• **TASKS TO PERFORM**
[A] From the passage on cholesterol trafficking, list each consequence it describes when cholesterol trafficking goes wrong, in the order given.
[B] Write the next paragraph of the passage on cholesterol trafficking, picking up after its final sentence about Niemann-Pick type C disease.

Fibroblasts from patients that lack NPC2 showing excessive cholesterol accumulation (cholesterol is shown in cyan). Image credit: Leslie A. McCauliff (CC BY 4.0)
Cholesterol is a type of fat that is essential for many processes in the body, such as repairing damaged cells and producing certain hormones. Normally, cholesterol enters cells from the bloodstream and is then moved to the parts of the cell that need it via a process known as ‘trafficking’.
When cholesterol trafficking goes wrong, abnormally large amounts of cholesterol and other fats accumulate within the cell. Over time, these fatty deposits become toxic to cells and eventually damage the affected tissues. Niemann-Pick type C disease (NPC) is a severe genetic disorder affecting cholesterol trafficking. It is characterized by cholesterol build-up in multiple tissues, including the brain, which ultimately causes degeneration and death of nerve cells.

• **DATASET EXTRACT**
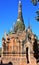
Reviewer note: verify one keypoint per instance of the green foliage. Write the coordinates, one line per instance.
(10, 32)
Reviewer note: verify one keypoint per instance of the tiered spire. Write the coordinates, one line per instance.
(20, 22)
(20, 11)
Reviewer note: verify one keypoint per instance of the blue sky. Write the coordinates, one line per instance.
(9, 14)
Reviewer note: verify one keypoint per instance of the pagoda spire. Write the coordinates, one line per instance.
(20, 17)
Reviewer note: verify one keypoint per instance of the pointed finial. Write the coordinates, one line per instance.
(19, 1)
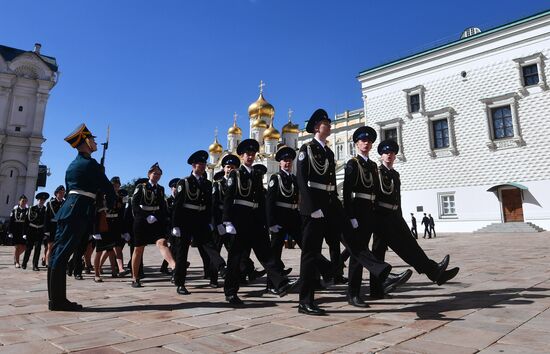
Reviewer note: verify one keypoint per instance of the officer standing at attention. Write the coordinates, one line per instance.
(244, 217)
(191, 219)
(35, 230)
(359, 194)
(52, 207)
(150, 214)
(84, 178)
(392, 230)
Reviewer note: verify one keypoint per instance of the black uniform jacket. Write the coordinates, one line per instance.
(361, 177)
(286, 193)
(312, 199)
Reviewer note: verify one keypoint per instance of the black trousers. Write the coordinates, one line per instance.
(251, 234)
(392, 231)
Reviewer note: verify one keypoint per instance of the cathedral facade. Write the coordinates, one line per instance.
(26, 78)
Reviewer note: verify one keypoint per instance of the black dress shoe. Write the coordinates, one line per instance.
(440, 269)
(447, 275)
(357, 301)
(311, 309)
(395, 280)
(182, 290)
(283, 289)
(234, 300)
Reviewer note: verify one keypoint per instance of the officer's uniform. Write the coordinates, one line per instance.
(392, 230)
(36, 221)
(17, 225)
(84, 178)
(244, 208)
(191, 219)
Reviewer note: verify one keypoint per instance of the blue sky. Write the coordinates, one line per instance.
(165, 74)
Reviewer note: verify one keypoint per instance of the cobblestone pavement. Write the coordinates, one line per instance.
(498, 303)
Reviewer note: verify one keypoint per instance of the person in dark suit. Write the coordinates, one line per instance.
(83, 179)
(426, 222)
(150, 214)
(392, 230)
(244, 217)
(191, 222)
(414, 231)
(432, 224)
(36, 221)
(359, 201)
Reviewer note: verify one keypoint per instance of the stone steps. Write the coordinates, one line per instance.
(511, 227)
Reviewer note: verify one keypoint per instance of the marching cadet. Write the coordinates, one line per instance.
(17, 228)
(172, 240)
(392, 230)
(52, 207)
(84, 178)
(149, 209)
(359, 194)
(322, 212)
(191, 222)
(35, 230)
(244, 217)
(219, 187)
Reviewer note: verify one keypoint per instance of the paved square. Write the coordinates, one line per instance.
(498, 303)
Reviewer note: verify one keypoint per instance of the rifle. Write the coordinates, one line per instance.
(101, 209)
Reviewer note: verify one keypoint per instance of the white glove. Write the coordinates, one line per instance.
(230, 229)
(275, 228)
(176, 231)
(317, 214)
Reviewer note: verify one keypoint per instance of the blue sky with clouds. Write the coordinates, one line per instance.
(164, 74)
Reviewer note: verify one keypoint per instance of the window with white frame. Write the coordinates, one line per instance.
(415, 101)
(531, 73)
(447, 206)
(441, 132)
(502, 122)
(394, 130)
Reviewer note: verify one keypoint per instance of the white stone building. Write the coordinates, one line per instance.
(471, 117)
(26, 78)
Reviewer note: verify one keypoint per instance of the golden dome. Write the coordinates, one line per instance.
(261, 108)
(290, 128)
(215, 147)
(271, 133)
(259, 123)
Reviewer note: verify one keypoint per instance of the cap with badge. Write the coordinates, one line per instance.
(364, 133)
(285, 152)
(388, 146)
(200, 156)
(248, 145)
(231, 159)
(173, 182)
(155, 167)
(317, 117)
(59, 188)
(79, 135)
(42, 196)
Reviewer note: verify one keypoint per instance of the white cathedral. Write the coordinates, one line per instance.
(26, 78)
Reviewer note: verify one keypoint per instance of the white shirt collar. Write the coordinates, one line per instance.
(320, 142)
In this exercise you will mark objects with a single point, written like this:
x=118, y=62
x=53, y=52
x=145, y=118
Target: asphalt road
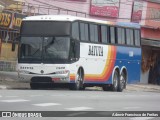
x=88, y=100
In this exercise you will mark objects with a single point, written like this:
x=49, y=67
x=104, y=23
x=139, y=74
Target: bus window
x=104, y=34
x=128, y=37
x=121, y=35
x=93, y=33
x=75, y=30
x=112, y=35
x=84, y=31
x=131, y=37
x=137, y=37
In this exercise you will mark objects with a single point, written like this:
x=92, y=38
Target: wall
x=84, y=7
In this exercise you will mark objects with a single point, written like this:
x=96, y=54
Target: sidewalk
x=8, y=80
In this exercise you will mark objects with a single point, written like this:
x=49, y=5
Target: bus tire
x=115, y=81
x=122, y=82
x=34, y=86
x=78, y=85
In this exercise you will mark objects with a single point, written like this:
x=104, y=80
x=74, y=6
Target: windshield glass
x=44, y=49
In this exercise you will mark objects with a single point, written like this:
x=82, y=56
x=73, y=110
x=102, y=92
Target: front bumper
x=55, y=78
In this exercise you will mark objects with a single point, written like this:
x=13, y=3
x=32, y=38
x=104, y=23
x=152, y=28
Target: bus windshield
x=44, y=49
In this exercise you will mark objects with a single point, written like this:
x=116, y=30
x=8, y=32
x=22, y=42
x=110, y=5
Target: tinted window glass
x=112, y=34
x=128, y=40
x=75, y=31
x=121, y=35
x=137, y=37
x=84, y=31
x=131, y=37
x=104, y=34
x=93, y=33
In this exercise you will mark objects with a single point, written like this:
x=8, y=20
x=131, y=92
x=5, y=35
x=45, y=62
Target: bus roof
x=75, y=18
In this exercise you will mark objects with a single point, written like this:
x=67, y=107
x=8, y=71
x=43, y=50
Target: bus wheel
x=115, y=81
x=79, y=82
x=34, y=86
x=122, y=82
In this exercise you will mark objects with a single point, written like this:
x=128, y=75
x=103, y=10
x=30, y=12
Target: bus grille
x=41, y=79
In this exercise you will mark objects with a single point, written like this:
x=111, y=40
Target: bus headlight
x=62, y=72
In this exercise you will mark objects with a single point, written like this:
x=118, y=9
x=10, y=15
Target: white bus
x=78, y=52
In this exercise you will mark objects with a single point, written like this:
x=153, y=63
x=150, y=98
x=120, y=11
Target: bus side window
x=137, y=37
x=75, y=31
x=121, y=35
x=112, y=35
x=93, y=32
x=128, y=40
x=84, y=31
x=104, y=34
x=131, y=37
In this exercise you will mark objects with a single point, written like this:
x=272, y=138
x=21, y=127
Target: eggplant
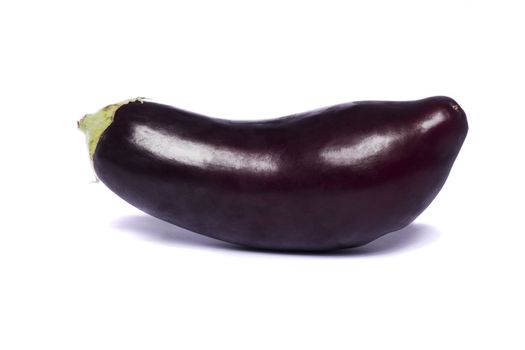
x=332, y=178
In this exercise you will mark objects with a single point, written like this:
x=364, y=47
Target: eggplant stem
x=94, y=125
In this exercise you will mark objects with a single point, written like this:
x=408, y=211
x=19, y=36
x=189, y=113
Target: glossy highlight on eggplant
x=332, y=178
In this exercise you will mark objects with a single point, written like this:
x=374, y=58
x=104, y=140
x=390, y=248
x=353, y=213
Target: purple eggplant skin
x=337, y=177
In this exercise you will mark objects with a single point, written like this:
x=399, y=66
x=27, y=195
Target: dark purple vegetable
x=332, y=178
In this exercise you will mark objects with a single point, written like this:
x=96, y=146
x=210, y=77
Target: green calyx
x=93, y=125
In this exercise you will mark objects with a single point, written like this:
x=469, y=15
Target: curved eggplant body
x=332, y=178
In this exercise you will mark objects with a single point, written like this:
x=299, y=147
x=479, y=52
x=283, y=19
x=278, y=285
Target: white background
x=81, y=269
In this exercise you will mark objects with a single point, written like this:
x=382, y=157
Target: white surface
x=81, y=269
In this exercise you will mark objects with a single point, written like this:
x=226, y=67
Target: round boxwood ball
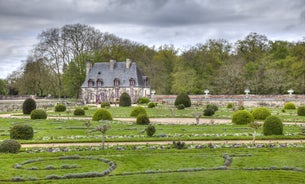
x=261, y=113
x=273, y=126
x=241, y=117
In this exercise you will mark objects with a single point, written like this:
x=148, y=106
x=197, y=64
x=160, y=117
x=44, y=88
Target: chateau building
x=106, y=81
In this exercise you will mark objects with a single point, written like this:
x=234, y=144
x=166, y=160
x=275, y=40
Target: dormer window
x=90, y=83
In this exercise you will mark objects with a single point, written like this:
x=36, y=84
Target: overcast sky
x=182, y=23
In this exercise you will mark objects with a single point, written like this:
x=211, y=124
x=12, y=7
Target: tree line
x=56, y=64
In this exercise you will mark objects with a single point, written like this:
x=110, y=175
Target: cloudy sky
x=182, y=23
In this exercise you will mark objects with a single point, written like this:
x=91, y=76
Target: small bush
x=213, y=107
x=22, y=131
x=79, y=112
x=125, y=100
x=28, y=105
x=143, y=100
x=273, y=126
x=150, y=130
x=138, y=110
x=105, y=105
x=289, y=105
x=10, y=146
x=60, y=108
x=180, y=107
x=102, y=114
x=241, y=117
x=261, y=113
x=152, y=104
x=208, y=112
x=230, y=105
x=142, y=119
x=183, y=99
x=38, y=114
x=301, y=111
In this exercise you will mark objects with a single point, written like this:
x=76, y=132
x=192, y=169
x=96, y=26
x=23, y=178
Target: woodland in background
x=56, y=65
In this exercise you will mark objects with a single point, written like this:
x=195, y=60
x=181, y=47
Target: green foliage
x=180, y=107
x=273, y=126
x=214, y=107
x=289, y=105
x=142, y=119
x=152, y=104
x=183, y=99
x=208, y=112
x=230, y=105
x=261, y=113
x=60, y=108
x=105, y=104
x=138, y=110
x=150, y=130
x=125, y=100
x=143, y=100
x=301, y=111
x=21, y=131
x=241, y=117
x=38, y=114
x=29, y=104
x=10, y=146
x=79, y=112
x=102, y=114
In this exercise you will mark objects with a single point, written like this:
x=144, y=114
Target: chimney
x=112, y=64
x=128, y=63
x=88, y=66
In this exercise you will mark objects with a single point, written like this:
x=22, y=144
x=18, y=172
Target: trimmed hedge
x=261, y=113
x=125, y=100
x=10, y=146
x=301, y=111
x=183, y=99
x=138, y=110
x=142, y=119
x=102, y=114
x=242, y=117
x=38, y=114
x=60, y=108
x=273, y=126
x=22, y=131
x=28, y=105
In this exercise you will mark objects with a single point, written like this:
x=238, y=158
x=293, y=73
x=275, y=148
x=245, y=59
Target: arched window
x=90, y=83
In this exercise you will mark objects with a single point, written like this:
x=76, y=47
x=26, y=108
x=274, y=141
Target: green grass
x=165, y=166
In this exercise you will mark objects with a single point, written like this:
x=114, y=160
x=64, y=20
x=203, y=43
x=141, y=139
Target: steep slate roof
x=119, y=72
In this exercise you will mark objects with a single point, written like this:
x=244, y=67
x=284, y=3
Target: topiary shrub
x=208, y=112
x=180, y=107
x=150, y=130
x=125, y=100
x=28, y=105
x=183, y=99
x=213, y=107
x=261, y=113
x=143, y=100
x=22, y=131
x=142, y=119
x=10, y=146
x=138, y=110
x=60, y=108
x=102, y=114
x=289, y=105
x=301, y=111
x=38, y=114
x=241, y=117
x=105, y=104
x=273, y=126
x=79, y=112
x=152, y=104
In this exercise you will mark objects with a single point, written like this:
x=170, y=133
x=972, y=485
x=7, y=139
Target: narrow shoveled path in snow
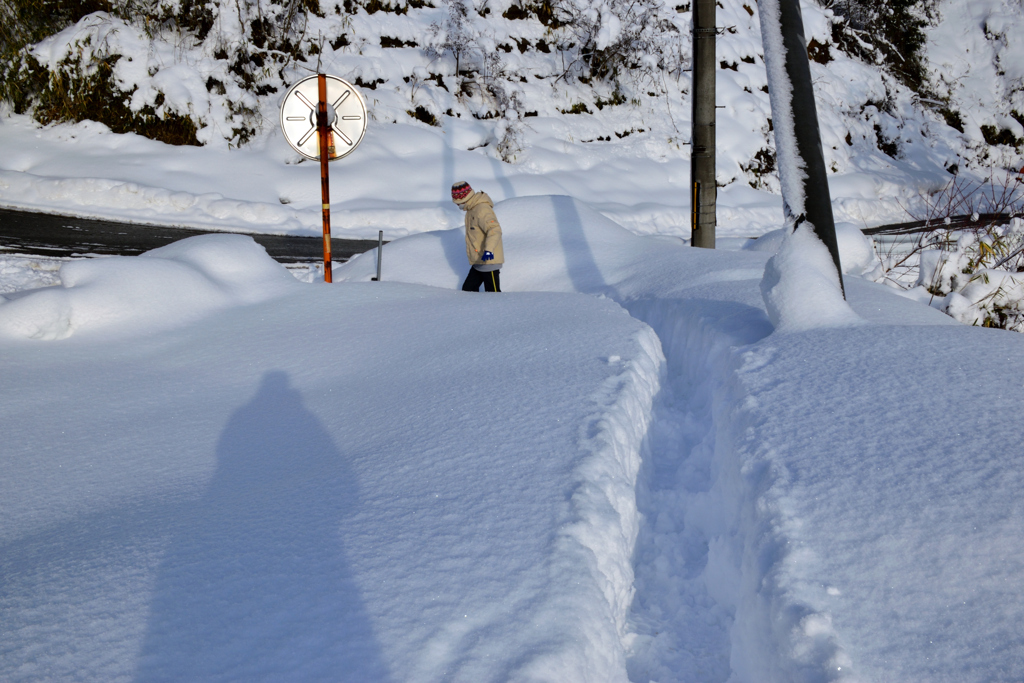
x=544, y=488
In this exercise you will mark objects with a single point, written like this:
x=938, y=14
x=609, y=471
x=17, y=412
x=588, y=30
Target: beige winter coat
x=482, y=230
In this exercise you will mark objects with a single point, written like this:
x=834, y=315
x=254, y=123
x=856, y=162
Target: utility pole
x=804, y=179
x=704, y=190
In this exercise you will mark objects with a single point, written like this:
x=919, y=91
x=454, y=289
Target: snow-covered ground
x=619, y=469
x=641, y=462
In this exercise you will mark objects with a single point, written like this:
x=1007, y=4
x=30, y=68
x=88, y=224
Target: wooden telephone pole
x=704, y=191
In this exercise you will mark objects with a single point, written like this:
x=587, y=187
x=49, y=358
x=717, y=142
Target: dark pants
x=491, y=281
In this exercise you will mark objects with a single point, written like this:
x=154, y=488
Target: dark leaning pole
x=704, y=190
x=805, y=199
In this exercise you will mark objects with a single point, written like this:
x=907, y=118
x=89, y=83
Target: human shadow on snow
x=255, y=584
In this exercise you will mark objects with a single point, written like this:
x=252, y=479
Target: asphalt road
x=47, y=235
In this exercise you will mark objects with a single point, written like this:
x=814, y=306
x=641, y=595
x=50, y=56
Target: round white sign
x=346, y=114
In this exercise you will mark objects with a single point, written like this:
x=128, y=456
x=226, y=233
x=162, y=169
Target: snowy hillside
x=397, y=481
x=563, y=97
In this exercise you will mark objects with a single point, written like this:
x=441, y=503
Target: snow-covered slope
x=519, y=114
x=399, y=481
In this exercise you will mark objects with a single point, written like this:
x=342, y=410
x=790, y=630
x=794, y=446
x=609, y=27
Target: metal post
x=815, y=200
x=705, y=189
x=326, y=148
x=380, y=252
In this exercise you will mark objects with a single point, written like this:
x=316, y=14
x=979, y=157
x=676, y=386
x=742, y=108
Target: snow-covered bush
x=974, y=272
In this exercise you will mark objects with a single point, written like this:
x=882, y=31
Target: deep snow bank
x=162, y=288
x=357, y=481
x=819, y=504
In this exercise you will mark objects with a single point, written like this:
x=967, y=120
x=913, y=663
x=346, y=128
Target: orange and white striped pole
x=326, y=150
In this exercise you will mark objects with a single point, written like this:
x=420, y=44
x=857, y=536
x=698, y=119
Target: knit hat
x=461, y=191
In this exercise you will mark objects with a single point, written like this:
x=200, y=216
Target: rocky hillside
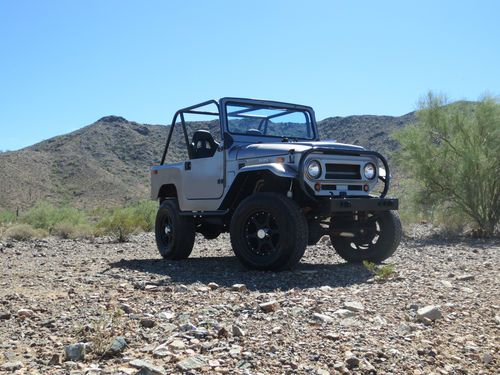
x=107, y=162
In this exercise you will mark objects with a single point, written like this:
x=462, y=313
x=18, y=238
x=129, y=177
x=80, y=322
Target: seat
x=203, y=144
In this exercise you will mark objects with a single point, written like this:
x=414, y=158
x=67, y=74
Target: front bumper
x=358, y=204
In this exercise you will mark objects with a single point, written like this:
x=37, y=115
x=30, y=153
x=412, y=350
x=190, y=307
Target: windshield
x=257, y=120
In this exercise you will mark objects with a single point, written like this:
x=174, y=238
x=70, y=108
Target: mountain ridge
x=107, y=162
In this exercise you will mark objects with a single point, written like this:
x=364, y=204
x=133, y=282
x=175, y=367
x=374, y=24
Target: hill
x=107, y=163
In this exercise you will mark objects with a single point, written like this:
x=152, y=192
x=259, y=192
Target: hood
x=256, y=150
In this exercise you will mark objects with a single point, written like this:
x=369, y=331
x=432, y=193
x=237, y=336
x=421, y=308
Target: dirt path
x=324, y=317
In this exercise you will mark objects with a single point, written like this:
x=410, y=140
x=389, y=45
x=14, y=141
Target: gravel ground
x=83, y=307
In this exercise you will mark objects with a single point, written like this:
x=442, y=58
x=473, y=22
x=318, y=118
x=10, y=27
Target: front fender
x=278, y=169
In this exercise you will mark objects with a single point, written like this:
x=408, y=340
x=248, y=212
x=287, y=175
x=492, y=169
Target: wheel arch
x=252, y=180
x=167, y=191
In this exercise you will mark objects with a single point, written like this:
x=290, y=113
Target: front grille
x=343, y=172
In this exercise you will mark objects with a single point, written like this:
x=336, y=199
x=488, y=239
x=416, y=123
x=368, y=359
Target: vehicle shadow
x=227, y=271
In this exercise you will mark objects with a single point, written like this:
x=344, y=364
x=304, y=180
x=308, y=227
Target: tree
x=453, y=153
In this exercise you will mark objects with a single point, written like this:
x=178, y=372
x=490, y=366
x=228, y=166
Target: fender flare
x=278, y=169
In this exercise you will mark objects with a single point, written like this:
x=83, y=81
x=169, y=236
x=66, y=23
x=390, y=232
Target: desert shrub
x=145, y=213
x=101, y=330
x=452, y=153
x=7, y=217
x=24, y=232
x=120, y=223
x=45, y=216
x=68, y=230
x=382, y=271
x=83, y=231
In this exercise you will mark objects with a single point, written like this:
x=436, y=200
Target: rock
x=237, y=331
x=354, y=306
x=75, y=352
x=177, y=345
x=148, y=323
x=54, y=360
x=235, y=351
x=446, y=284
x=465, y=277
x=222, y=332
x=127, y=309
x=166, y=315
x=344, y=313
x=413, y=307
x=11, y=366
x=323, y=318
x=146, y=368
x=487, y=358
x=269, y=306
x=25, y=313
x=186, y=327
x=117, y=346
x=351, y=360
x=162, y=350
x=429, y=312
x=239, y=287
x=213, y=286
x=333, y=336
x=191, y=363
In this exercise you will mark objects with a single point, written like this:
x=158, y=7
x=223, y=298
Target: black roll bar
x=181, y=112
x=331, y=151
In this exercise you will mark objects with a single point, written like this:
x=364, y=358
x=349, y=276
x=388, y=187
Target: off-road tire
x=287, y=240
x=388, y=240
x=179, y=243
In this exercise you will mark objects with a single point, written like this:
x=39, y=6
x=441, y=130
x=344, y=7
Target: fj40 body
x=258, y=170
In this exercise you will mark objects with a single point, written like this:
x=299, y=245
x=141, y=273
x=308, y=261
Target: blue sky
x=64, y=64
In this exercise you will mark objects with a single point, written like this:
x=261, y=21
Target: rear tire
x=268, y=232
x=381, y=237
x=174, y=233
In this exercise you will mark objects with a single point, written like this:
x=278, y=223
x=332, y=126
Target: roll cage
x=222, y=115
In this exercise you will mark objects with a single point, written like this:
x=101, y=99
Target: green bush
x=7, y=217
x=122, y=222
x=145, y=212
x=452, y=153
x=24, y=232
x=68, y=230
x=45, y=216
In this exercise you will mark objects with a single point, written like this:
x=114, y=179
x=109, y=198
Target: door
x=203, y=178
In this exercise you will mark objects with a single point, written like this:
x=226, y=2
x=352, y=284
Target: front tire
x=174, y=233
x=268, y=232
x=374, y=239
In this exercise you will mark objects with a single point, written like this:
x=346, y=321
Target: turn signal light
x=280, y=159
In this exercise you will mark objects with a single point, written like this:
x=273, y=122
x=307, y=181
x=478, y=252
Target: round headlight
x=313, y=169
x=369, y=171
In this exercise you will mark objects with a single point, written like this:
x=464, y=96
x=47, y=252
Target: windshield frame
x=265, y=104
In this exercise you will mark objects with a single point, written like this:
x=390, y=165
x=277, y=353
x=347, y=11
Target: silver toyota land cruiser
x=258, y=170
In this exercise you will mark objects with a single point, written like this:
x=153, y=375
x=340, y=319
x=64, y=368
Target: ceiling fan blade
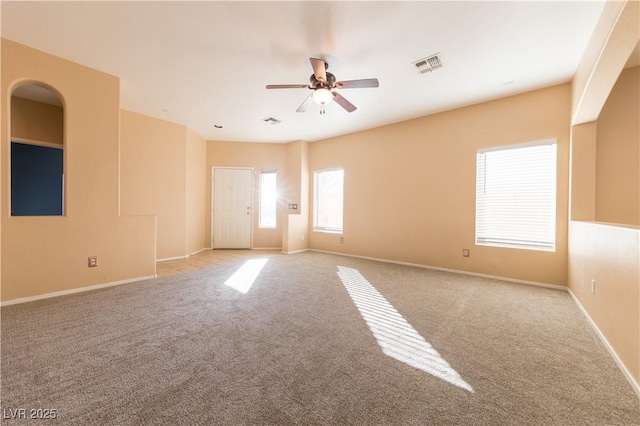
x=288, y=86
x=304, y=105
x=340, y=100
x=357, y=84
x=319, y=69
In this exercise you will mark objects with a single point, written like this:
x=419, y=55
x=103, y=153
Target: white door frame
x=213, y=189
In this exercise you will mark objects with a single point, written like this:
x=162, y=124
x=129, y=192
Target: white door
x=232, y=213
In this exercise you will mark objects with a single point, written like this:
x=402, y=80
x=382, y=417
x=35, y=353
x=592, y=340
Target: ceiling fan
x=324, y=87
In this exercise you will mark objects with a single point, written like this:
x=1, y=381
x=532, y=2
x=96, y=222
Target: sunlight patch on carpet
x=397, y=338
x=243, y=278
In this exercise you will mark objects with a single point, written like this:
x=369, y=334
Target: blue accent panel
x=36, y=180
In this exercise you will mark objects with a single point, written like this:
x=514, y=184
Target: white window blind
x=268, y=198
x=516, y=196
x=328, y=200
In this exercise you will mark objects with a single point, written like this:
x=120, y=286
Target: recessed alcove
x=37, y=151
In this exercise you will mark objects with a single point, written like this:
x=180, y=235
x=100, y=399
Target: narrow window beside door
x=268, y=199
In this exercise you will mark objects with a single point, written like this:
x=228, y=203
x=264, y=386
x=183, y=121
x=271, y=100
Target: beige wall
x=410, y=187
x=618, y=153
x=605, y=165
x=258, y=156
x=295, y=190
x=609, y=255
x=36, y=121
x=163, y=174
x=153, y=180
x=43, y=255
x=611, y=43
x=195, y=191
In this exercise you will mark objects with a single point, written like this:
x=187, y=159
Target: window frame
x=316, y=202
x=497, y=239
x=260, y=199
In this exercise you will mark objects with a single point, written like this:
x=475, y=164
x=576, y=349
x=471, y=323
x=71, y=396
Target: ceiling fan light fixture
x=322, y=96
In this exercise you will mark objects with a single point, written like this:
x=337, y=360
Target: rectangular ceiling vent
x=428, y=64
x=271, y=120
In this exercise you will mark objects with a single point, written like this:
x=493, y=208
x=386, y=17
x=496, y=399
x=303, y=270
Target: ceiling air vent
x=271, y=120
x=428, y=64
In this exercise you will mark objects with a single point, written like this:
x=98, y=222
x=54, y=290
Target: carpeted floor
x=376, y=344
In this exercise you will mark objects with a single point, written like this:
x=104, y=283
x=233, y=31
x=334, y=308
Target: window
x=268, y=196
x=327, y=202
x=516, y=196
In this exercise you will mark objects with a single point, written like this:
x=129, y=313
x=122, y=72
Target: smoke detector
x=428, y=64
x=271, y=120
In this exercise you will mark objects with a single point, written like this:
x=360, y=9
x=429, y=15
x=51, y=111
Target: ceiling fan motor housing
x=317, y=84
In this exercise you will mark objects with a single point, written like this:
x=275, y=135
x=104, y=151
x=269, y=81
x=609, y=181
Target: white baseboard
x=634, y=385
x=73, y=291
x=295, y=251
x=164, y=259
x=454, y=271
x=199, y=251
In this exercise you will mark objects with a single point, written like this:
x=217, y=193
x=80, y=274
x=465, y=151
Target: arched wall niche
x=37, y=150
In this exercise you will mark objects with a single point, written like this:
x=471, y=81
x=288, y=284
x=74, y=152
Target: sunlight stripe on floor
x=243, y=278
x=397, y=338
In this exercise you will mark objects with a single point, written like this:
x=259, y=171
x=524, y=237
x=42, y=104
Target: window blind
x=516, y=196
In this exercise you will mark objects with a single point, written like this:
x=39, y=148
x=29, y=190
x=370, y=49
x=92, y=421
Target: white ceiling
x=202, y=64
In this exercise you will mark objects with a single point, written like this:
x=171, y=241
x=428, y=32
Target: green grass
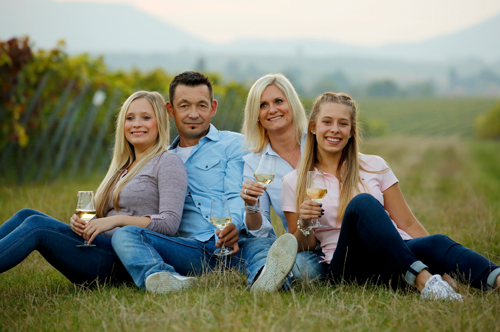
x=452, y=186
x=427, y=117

• **PER-TASK ANSWERS**
[A]
- Abnormally large amounts of cholesterol and other fats accumulate within the cell.
- Over time, these fatty deposits become toxic to cells.
- The deposits eventually damage the affected tissues.

[B]
Two proteins, NPC1 and NPC2, are involved in NPC disease. Both proteins normally help move cholesterol out of important trafficking compartments (known as the endosomal and lysosomal compartments) to other areas of the cell where it is needed. Patients with the disease can have mutations in either the gene for NPC1 or the gene for NPC2. This means that cells from NPC1 patients do not make enough functional NPC1 protein (but contain working NPC2), and vice versa.
Previous studies had shown that giving cells with NPC1 mutations large amounts of the small molecule lysobisphosphatidic acid (LBPA for short) could compensate for the loss of NPC1, and stop the toxic build-up of cholesterol. McCauliff, Langan, Li et al. therefore wanted to explore exactly how LBPA was doing this. They had shown that LBPA dramatically increased the ability of purified NPC2 protein to transport cholesterol, and wondered if the effect of LBPA in the cells without NPC1 depended on NPC2. They predicted that boosting LBPA levels would not work in cells lacking NPC2.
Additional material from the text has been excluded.